*Обязательное задание*
Как кратко переписать абзац из отрывка о дисциплинированном лице, начинающийся словами «Меры такого рода», сохранив его основные факты?

*Цитируемый отрывок*
^^^^

Рабочий. Господство и гештальт; Тотальная мобилизация; О боли — страница 20 из 26

Меры такого рода, естественно, оказывают воздействие и на человеческий состав, или, лучше сказать, они суть указания на то, что этот состав начинает изменяться. Все они обнаруживают явную или неявную склонность к дисциплине. Дисциплиной мы назвали форму, посредством которой человек поддерживает контакт с болью. Поэтому нельзя удивляться, что в эту эпоху мы вновь стали чаще встречать лица, которые совсем недавно можно было найти лишь на последних островках сословных порядков и, прежде всего, в прусской армии, в этом мощном бастионе героических оценок. Тем, что либеральный мир понимал под «хорошим» лицом, было, собственно, утонченное лицо: нервозное, подвижное, переменчивое и открытое самым различным влияниям и возбуждениям. Дисциплинированное лицо, напротив, замкнуто; оно обладает твердым взглядом и является однообразным, предметным и застывшим. Рассматривая любое специальное образование, можно будет скоро заметить, как вмешательство твердых безличных правил и предписаний отражается на закалке лица.

^^^^

*Материалы*
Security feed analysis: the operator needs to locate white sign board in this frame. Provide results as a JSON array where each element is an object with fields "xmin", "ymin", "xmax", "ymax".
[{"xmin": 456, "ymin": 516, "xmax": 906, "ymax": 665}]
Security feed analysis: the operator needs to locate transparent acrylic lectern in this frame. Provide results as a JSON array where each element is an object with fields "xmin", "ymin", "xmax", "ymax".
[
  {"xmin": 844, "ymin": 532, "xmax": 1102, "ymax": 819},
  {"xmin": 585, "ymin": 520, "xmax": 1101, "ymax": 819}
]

^^^^

*Результат выполнения*
Такие меры влияют на человеческий состав и показывают, что он начинает меняться. Все они тяготеют к дисциплине, то есть к форме, через которую человек поддерживает контакт с болью. Поэтому снова чаще встречаются лица, которые недавно можно было увидеть лишь в остатках сословных порядков, прежде всего в прусской армии. Либеральный мир считал «хорошим» утонченное лицо: нервозное, подвижное, переменчивое и открытое влияниям. Дисциплинированное лицо, напротив, замкнуто, однообразно, предметно и неподвижно, а его взгляд тверд. Во всяком специальном образовании заметно, как твердые безличные правила закаляют лицо.